## Trecho apresentado
----

Baseado em fatos reais

Em 2019, o Levante de Varsóvia completou 75 anos. É uma ocasião histórica para a Polônia, provavelmente o país mais castigado pela máquina de guerra nazista e seus comandantes. Ainda que os bravos combatentes da resistência tenham conseguido abater de 8 a 9 mil militares da força de ocupação alemã, sua tentativa de libertar a cidade terminou em fracasso: nada menos que 16 mil rebeldes foram abatidos em combate e, para servir de exemplo em outros territórios, entre 150 a 200 mil civis que não pegaram em armas, foram mortos em razão da revolta. Quando os nazistas finalmente deixaram Varsóvia, 85% das construções da cidade estavam em ruínas. Era a política de terra devastada aplicada em uma escala sem precedentes.

WARSAW
Se correr o bicho pega, se ficar o bicho come.

Todo esse preâmbulo é necessário para destacar que WARSAW não deveria ser um jogo qualquer. A polonesa Pixelated Milk assumiu para si a responsabilidade de recontar esses eventos, de recontar o pedaço mais cruel da história de seu povo, de sua nação. Não que outros não tivessem tentado antes: o desastroso Uprising44: The Silent Shadows havia entregado anos antes uma tentativa ainda mais frágil de apresentar o Levante de Varsóvia para o mundo.

No entanto, WARSAW falha ao ignorar o elemento humano dessa batalha. No título de estratégia por turnos, o jogador controla personagens pelas ruas de Varsóvia que são pouco mais que uma rolagem de dados com nome e sobrenome (e, às vezes, nem isso). Ainda que alguns deles tenham uma história de fundo, que pode ser desbloqueada ao longo da campanha, essa história em nada influencia o desenrolar do jogo e, muito provavelmente, o jogador não irá conseguir mantê-los vivos por tempo o suficiente para descobrir todo o texto.

----

## Informações fornecidas
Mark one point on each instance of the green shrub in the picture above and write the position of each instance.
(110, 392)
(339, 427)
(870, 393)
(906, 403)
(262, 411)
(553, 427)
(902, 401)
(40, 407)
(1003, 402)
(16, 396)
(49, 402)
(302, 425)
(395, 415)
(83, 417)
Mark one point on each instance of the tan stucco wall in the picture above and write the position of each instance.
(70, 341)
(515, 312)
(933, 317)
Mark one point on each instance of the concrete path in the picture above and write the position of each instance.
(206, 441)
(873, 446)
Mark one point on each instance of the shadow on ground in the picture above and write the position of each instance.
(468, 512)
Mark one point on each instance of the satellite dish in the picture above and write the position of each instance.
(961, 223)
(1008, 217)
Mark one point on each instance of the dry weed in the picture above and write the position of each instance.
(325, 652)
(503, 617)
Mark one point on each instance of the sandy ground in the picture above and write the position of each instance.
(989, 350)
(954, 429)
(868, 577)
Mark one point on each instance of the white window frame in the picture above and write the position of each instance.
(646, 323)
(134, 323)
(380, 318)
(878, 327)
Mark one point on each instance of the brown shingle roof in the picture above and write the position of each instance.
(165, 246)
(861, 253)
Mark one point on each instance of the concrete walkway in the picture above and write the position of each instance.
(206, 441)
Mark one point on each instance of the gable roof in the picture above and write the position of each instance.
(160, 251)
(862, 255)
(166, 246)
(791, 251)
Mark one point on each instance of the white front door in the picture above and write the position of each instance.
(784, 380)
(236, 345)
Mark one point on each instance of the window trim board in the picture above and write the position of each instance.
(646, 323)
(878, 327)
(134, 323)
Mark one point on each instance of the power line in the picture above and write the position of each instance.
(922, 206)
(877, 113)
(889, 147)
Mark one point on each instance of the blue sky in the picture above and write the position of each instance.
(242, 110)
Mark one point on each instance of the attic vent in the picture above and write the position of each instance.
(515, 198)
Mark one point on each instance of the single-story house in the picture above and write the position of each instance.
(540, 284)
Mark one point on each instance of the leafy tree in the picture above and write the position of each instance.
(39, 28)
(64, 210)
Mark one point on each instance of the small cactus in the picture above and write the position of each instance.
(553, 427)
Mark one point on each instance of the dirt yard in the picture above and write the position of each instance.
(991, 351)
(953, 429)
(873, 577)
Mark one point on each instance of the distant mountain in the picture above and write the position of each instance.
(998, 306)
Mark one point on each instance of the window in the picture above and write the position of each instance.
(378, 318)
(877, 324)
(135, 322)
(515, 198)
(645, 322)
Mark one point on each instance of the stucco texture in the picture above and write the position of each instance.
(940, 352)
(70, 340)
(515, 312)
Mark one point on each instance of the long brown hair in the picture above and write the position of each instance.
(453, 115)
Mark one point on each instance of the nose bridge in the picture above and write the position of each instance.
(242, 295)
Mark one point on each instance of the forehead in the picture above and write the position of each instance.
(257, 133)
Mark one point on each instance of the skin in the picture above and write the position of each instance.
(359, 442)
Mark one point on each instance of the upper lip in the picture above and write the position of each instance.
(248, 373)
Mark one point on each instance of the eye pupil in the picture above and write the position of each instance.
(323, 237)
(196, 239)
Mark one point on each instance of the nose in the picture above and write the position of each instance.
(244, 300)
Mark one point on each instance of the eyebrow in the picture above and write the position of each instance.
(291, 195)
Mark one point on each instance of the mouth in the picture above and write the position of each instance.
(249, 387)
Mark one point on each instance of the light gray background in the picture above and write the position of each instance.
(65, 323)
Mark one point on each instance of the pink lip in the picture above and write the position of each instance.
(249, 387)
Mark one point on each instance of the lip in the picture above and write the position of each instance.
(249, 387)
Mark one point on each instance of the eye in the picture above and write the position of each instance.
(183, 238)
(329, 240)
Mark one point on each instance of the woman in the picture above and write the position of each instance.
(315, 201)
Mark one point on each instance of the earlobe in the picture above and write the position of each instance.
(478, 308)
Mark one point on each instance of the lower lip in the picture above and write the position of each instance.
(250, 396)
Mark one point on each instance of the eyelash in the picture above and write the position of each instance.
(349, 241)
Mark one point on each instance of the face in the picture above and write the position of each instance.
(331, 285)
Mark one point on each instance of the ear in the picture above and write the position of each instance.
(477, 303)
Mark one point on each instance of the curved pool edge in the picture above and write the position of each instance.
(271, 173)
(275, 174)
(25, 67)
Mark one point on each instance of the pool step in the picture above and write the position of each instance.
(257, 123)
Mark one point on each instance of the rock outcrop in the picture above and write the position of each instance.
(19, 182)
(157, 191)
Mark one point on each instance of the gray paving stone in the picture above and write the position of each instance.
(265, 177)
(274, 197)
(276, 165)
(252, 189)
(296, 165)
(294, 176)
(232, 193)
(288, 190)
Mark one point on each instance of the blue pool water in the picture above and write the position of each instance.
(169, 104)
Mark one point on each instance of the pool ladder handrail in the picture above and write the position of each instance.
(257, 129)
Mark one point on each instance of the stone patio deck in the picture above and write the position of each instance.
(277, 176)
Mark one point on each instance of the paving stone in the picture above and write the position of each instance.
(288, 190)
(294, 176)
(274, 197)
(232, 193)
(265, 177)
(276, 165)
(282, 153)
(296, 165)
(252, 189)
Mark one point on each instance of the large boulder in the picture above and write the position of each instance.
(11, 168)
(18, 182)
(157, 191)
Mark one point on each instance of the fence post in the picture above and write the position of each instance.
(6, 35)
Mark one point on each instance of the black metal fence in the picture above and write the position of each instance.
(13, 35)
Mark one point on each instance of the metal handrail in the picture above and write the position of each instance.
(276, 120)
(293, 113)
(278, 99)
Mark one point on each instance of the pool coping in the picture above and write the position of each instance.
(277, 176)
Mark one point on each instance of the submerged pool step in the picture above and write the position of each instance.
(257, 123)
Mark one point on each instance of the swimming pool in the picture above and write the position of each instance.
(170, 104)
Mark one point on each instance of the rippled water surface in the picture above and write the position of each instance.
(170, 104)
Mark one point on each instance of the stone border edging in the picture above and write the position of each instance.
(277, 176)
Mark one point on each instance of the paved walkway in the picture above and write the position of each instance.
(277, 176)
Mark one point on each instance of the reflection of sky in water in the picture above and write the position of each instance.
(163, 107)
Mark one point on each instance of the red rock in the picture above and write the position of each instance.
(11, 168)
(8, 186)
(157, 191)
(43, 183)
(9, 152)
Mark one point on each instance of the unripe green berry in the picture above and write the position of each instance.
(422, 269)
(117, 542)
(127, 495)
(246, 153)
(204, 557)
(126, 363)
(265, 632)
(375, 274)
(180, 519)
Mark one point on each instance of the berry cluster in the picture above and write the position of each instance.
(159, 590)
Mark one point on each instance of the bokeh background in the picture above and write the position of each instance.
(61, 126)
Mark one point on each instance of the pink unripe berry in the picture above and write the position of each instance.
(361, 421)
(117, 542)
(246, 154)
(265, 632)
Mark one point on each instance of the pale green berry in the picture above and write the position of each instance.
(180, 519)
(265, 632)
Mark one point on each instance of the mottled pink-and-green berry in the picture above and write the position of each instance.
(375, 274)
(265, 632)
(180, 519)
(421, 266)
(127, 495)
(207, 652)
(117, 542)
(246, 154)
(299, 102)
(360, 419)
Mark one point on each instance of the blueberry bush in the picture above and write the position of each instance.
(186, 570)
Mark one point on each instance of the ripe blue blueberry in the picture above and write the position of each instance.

----

## Objetivo da tarefa
Escreva a continuação da resenha sobre o jogo WARSAW, começando logo após a última frase apresentada.

## Resultado do exercício
Momentos que deveriam ser marcantes e dramáticos são pouco mais do que cartelas de bingo preenchidas na frente do jogador. Decisões são tomadas, mas o impacto emocional é nulo. Vidas se perdem, recursos são ganhos, um ocasional novo recruta aparece, a caminhada para a derrota prossegue. Não espere aqui o peso forte de um This War of Mine ou de um Valiant Hearts, por mais que a cutscene inicial de WARSAW dê a entender o contrário.

WARSAW
Tá pegando fogo, bicho!

Máquina de guerra

Tabuleiros de xadrez são um dos pontos fortes da Pixelated Milk, como eles já haviam demonstrado em Regalia. Superficialmente, o RPG anterior iludia o incauto, que poderia acreditar se tratar de mais um título inspirado em anime, com personagens divertidos e jogabilidade tranquila, mas que trazia complexas batalhas por turno em um grid hexagonal. Aqui, o incauto espera um jogo dramático e encontra um tortuoso conflito em 2D, com menos movimentação espacial, mas não menor dificuldade.

Entretanto, a desenvolvedora parece deslumbrada com suas próprias mecânicas de conflito, acrescentando um número bastante alto de camadas que podem afugentar o jogador menos hardcore. É necessário administrar seus quatro combatentes, posicioná-los nos melhores pontos do campo de batalha, cuidar da cobertura, da saúde, do consumo de munição específica, da possibilidade de flanquear o inimigo, das chances de penetração da bala contra coberturas e tipos de unidades… tudo isso enquanto você é massacrado por unidades alemães em maior número, melhor equipadas, com mais recursos e, eu tenho quase certeza, mais sorte.

WARSAW
In Memoriam.

Apesar da complexidade, ou por conta dela, é nesse momento que WARSAW tem tudo para brilhar: uma desafiadora visão da batalha nas ruas da capital polonesa, com pouca ação, mas bastante tática e tensão. O tutorial do jogo é bastante completo e revela praticamente tudo que o jogador precisará saber, exceto por um detalhe.

O detalhe que torna WARSAW um exercício constante de frustração é a inevitabilidade da derrota. Não se iluda, assim como nos eventos que inspiraram o jogo, a vitória aqui é impossível. Não apenas no grande painel estratégico do controle da cidade, em que seus recursos minguam a cada rodada, mas também nas calçadas, nas ruínas, nos campos, de cada embate entre seus rebeldes e os nazistas.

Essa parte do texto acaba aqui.